#### [Task requirements]
Add 17 to both numbers in each coordinate pair of the data, starting with the line that contains "Wildlife-tally request: put a marker on the brown" and going on through the line that contains "(1206, 517)". Write out every line in that span again, including the line with no coordinates.

#### [Dataset excerpts]
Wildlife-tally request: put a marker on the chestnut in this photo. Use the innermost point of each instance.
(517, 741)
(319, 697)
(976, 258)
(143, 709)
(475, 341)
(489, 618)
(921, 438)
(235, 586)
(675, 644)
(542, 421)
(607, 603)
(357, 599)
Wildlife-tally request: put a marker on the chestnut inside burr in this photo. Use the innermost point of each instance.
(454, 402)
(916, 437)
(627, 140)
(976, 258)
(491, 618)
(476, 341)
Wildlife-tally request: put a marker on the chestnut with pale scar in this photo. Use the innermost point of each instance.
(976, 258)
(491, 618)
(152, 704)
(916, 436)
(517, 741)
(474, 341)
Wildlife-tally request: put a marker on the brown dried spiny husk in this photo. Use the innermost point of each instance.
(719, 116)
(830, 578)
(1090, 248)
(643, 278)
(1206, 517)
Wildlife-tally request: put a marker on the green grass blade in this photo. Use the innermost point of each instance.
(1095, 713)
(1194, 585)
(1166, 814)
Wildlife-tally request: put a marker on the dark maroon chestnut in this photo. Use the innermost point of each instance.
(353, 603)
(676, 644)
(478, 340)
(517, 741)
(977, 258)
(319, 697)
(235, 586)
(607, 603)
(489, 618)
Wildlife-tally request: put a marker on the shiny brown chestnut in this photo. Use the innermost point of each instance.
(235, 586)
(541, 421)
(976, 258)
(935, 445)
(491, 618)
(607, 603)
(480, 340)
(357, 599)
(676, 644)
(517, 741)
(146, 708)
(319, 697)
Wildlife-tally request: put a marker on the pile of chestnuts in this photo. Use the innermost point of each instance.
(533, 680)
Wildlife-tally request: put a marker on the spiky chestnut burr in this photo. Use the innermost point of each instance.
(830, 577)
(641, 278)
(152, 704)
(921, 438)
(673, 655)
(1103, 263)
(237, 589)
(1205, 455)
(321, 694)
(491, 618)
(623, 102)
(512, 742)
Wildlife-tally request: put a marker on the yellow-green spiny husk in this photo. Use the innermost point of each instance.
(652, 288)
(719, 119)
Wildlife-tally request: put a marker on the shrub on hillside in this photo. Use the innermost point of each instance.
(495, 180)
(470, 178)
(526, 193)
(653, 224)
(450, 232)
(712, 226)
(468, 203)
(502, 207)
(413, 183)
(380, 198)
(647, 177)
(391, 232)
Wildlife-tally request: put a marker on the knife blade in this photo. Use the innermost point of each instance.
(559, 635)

#### [Written answer]
Wildlife-tally request: put a marker on the brown dried spiny husk in this photo. Use the innermost point of each instance.
(736, 133)
(847, 595)
(1107, 265)
(660, 295)
(1223, 534)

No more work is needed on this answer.